● Short exercise
Please copy the data below word for word, from its first line through the line that contains "125 73 L 133", leaving the pictures out.

● Recorded information
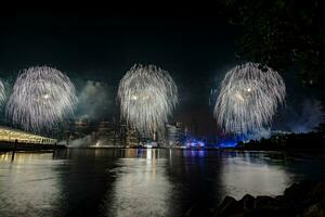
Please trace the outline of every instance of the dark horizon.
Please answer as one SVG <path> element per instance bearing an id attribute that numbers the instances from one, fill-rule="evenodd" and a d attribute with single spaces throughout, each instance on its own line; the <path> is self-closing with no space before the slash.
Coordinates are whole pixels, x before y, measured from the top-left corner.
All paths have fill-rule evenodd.
<path id="1" fill-rule="evenodd" d="M 125 73 L 133 64 L 155 64 L 168 71 L 179 88 L 180 103 L 170 122 L 182 122 L 199 136 L 218 135 L 210 93 L 218 90 L 226 71 L 245 62 L 236 55 L 240 29 L 230 25 L 222 11 L 211 9 L 204 16 L 197 11 L 145 11 L 142 15 L 131 9 L 4 13 L 0 22 L 0 75 L 11 87 L 21 69 L 56 67 L 69 76 L 82 95 L 76 117 L 86 115 L 98 122 L 119 116 L 116 92 Z M 198 16 L 193 17 L 195 14 Z M 290 130 L 292 127 L 283 124 L 284 114 L 290 113 L 286 117 L 289 122 L 302 113 L 310 115 L 316 99 L 311 99 L 315 95 L 312 91 L 296 85 L 292 73 L 284 76 L 290 90 L 289 112 L 280 108 L 273 126 Z M 88 101 L 89 88 L 105 92 L 101 98 L 106 100 Z M 298 100 L 291 100 L 291 94 Z M 311 104 L 307 106 L 312 108 L 296 111 L 297 104 Z"/>

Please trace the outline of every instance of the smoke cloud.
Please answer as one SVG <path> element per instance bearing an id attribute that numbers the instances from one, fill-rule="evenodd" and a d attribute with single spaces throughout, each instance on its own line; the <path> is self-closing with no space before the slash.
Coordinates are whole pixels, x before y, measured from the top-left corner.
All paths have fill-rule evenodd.
<path id="1" fill-rule="evenodd" d="M 113 114 L 114 97 L 106 84 L 88 80 L 78 95 L 77 118 L 102 120 Z"/>

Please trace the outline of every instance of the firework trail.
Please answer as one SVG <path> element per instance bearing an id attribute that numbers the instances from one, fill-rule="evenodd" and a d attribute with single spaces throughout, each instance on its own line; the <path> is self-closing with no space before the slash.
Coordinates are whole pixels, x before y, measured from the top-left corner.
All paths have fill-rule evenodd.
<path id="1" fill-rule="evenodd" d="M 178 89 L 168 72 L 134 65 L 119 82 L 121 118 L 145 136 L 164 129 L 178 103 Z"/>
<path id="2" fill-rule="evenodd" d="M 17 77 L 6 104 L 6 118 L 28 131 L 50 131 L 77 102 L 75 86 L 55 68 L 36 66 Z"/>
<path id="3" fill-rule="evenodd" d="M 2 80 L 0 79 L 0 107 L 2 108 L 4 102 L 5 102 L 6 95 L 5 95 L 5 88 L 4 85 L 2 82 Z"/>
<path id="4" fill-rule="evenodd" d="M 271 124 L 285 94 L 284 80 L 275 71 L 257 63 L 242 64 L 222 80 L 213 115 L 226 132 L 256 133 Z"/>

● Solution to the exercise
Please trace the outline of every instance of the dark horizon.
Please answer as one SVG <path> element per instance bearing an id attribute that numbers the instances from one, fill-rule="evenodd" and a d attribute with single spaces throughout, each instance on its own line; the <path> is self-closing with no space before the slash.
Coordinates are whole pixels, x before y, measured from the top-left corner.
All paths have fill-rule evenodd.
<path id="1" fill-rule="evenodd" d="M 125 73 L 133 64 L 155 64 L 168 71 L 179 88 L 180 103 L 170 122 L 182 122 L 199 136 L 218 135 L 210 93 L 218 90 L 226 71 L 245 62 L 236 55 L 240 29 L 230 25 L 222 11 L 211 9 L 204 16 L 197 11 L 145 11 L 142 15 L 131 9 L 4 13 L 0 22 L 0 75 L 11 87 L 21 69 L 56 67 L 69 76 L 82 95 L 76 117 L 86 115 L 98 122 L 119 116 L 116 92 Z M 198 16 L 193 17 L 195 14 Z M 290 130 L 292 127 L 283 124 L 284 114 L 290 113 L 286 117 L 289 122 L 302 113 L 310 115 L 316 99 L 311 99 L 315 95 L 312 91 L 296 85 L 292 73 L 284 76 L 290 90 L 289 112 L 280 108 L 273 126 Z M 88 101 L 89 88 L 105 92 L 101 98 L 106 100 Z M 298 100 L 291 100 L 291 94 Z M 311 104 L 307 106 L 312 108 L 296 111 L 297 104 Z"/>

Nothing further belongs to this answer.